Dataset rows on where objects appear:
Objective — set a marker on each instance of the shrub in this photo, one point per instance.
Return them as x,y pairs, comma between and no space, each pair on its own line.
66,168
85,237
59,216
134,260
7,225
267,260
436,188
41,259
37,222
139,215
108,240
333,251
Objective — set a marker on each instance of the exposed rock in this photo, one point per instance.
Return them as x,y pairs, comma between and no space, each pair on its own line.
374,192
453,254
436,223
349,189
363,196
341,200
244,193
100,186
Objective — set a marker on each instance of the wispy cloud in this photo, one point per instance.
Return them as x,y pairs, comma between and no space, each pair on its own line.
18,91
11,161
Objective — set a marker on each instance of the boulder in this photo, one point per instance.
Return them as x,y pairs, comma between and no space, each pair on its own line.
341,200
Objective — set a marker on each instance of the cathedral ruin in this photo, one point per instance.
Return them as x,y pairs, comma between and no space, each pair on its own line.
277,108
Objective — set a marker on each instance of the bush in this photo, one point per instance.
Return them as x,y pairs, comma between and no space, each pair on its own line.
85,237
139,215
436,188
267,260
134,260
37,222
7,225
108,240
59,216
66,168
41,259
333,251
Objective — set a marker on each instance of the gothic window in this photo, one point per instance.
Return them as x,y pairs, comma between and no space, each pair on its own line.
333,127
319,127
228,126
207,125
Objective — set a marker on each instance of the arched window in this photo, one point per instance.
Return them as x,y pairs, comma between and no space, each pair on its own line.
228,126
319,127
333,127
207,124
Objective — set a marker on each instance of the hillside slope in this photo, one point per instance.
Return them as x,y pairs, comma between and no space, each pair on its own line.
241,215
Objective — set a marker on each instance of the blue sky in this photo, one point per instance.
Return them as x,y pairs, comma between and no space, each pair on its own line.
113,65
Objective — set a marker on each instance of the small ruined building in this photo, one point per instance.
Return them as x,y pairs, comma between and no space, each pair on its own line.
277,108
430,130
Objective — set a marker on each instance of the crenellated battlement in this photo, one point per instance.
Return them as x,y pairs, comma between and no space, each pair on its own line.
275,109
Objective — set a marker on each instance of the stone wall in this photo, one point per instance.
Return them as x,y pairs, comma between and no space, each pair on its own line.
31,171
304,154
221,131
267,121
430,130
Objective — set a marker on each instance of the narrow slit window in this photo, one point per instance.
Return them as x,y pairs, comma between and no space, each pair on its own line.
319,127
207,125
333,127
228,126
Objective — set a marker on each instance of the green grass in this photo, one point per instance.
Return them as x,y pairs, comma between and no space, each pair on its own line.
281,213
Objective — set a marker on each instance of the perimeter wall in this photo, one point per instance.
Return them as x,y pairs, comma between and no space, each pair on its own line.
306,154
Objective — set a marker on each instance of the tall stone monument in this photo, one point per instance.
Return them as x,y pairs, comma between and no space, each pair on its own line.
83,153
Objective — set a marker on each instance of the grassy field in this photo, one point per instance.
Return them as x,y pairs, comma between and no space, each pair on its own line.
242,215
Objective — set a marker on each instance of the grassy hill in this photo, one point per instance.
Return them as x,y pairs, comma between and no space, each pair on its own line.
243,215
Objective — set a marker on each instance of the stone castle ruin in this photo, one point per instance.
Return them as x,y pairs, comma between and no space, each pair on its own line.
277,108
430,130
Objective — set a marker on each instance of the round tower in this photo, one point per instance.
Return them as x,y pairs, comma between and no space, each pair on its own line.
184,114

Short exercise:
Return every line of the material exactly.

Answer to the exercise:
Objective — set a marker on each instance of the shrub in this photo, one point per instance.
Return them as x,y pairs, comma between and no space, each pair on its own line.
66,168
85,237
59,216
134,260
7,225
267,260
436,188
41,259
37,222
139,215
108,240
333,251
Objective — set a marker on each instance of the exposed rock in this photo, one point per instance.
Return them as x,y pairs, comma between and no space, each pair on its own line.
374,192
453,254
436,223
349,189
363,196
341,200
244,193
100,186
Objective — set a marker on each instance of the wispy cloud in this photo, one point per instance.
Return them as x,y pairs, comma between and no space, each pair on its own line.
18,91
11,161
Objective — set a marker on each instance of the boulder in this photo, one point per instance.
Return them as x,y pairs, comma between and no space, each pair on its own line.
341,200
Objective — set a marker on each instance of the cathedral ruin in this photo, one point per instance.
Return them as x,y pairs, comma between and no space, each pair on its own line.
277,108
Objective — set a marker on each instance of the bush in this photo, one point per instance.
Return them as x,y pairs, comma between and no space, each pair on its own line.
85,237
139,215
436,188
267,260
134,260
37,222
7,225
108,240
59,216
66,168
41,259
333,251
Objective — set a marker on each instance of the gothic window in this photo, one point per instance.
Return them as x,y pairs, comma between and no space, each pair on its own line.
333,127
319,127
228,126
207,125
Objective — set a marker on each instance of the arched window in this photo, one point per instance.
Return them as x,y pairs, comma between and no space, each pair on its own line.
228,126
319,127
333,127
207,124
Objective — set a marker on each instance of the hillside slope in this photo, one point per instance.
Return them as x,y pairs, comma between and no space, each pair on its own line.
241,215
Objective — set a marker on each instance of the blue sky in this photo, one point per instance.
Return them as x,y pairs, comma between and no space, each pair on its own line.
113,65
Objective — set a marker on each instance of the small ruined building in this photo, one point per instance.
Return them as x,y pairs, comma between and no space, each pair on its own line.
277,108
430,130
Objective — set a marker on each instance of the crenellated battlement in this photo, one point per instance.
Return them as x,y pairs, comma between and no space, each pair on its own line.
275,109
Objective — set a marker on each instance of the stone wall in this photo, one point per instance.
Return them as x,y pairs, comma between and no space, each pair on its own line.
31,171
304,154
221,131
267,121
430,130
Objective — set a marker on each instance of the narrow slit window in this photo, one point per instance.
Return them as x,y pairs, comma between and no space, each pair on its own line.
319,127
207,125
333,127
228,126
Objective — set a marker on each instance of the green grass in this photo, one point per instance.
Return them as x,y pairs, comma between and no space, each pair on its own line.
281,213
Objective — set a marker on each instance of the perimeter wall in this photo, one point per instance.
Return them as x,y pairs, comma between and no space, each pair on its own line.
306,154
Objective — set a marker on each instance of the tall stone monument in this photo, one point per instance.
Return them as x,y pairs, comma between and no space, each pair on its own line.
83,153
Objective — set a marker on each instance of the grassy field in this photo, one point per instance.
Return them as x,y pairs, comma between and no space, each pair on its own line.
242,215
Objective — set a marker on each instance of the grassy hill in this photo, one point per instance.
Return them as x,y pairs, comma between and no space, each pair on its own line.
243,215
Objective — set a marker on each instance of the stone castle ruin in this photo, one point per instance.
Return them as x,y pairs, comma between and no space, each pair on its own line.
277,108
430,130
Objective — set a marker on each instance of the round tower in this photo, one point per instance.
Return them as x,y pairs, comma between and no space, each pair on its own line.
184,114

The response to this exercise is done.